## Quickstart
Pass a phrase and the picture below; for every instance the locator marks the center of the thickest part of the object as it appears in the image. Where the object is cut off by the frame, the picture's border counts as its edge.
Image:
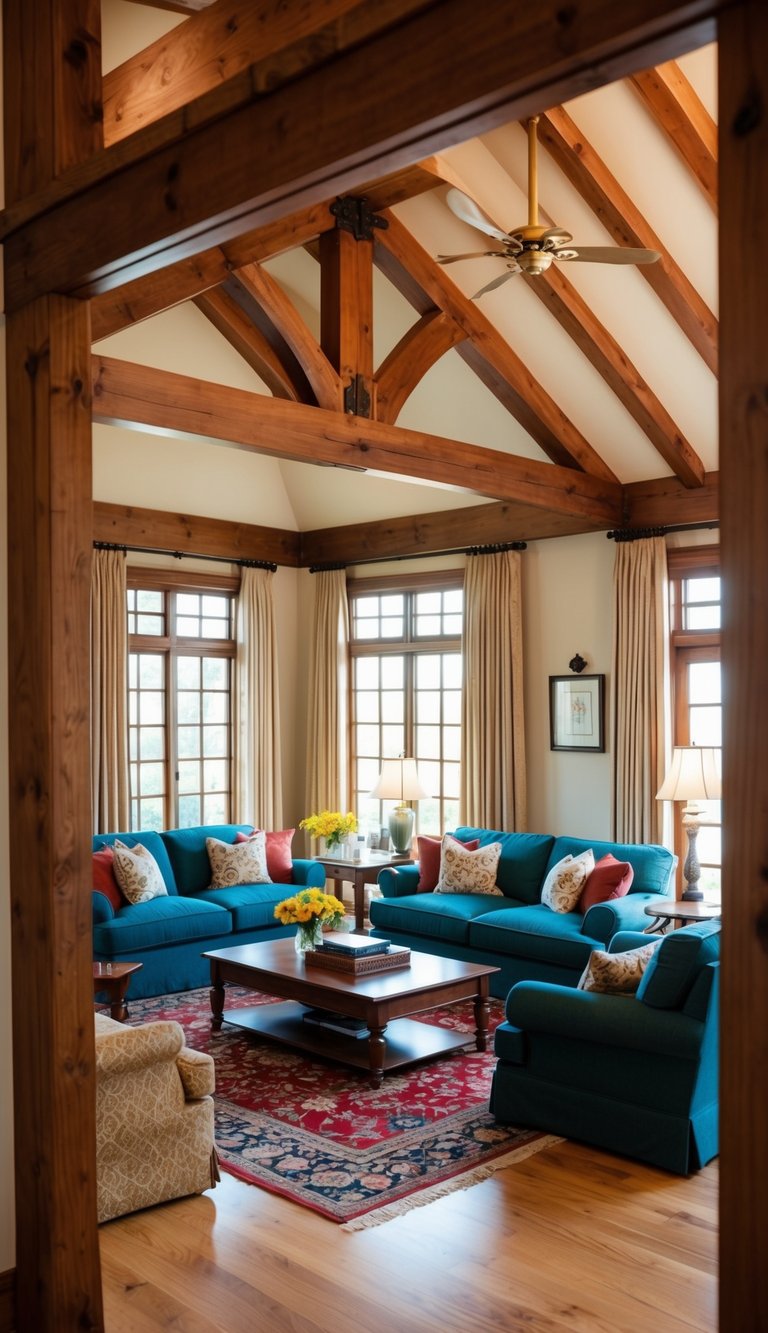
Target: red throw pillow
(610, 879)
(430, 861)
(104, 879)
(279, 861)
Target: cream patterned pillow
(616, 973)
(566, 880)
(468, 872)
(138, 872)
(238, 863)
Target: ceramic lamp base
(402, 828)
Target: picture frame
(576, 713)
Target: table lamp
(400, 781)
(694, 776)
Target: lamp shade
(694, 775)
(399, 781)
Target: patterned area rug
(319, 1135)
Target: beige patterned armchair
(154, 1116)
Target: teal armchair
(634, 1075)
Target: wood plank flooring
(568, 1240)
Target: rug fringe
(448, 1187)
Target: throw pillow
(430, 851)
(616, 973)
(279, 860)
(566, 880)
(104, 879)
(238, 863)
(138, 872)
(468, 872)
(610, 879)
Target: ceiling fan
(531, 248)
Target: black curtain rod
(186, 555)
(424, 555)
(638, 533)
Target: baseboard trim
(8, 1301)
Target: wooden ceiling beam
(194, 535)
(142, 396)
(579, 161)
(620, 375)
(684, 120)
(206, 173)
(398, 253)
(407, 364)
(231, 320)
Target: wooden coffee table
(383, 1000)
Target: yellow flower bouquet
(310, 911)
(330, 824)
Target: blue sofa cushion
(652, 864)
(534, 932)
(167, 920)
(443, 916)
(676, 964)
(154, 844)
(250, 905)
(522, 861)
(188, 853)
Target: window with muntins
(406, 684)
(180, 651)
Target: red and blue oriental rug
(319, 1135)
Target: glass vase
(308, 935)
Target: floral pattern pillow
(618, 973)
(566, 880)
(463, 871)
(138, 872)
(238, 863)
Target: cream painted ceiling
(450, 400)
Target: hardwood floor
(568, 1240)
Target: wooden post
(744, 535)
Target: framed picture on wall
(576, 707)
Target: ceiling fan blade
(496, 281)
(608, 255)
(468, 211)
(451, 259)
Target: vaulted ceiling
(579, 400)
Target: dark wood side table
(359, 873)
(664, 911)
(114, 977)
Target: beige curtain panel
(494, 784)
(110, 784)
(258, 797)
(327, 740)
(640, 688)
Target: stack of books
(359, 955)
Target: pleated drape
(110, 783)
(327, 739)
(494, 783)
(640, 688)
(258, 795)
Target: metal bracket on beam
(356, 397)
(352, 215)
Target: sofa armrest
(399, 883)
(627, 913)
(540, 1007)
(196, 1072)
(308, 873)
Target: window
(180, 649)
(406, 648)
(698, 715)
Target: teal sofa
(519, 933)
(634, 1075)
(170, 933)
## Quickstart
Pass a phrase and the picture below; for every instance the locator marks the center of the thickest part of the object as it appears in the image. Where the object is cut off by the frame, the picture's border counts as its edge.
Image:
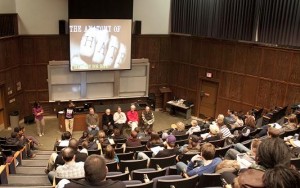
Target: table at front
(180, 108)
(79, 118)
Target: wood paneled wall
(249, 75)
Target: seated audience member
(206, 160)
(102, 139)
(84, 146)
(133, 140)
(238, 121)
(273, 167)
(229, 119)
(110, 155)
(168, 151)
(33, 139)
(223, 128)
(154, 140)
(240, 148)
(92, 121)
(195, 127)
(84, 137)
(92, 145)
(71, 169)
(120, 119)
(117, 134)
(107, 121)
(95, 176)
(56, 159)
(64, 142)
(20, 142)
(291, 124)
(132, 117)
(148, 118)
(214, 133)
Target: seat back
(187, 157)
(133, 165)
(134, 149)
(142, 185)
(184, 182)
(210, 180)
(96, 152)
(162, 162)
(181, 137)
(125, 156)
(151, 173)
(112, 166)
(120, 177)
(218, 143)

*****

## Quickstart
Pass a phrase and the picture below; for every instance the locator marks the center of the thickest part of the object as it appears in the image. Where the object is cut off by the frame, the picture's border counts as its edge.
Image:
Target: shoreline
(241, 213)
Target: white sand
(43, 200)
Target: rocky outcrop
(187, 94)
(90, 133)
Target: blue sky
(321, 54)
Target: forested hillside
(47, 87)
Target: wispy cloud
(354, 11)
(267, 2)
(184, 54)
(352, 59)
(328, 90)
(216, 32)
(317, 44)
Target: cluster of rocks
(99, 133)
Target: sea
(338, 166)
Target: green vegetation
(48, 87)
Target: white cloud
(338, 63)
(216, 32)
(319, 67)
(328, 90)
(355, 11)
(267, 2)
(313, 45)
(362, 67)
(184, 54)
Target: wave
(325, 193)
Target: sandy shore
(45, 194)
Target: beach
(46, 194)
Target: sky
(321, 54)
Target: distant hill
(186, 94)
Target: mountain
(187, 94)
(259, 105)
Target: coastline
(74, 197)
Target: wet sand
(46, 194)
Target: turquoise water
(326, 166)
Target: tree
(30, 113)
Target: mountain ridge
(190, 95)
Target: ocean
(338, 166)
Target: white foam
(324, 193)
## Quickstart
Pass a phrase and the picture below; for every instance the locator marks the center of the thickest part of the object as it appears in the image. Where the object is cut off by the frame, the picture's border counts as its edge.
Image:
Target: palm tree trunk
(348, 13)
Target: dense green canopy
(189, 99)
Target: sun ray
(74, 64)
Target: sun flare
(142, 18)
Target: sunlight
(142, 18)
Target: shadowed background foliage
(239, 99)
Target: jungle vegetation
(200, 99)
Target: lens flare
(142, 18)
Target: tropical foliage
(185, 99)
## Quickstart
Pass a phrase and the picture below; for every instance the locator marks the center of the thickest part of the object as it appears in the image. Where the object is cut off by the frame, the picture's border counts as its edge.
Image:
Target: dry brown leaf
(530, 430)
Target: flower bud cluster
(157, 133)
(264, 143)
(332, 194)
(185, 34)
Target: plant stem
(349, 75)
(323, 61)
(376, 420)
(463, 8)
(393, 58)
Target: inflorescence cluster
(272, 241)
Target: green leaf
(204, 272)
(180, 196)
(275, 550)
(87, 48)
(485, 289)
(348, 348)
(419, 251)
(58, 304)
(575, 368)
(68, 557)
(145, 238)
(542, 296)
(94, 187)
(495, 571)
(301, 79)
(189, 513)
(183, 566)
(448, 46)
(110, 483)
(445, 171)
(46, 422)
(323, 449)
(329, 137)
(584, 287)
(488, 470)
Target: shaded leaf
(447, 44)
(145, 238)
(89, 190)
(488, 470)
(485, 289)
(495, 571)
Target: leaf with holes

*****

■ **PROBLEM TO SOLVE**: Pick out every line in the items above that contains the word "with". Case counts.

■ **WRITTEN SOLUTION**:
Target: window with muntins
Target: leaf with holes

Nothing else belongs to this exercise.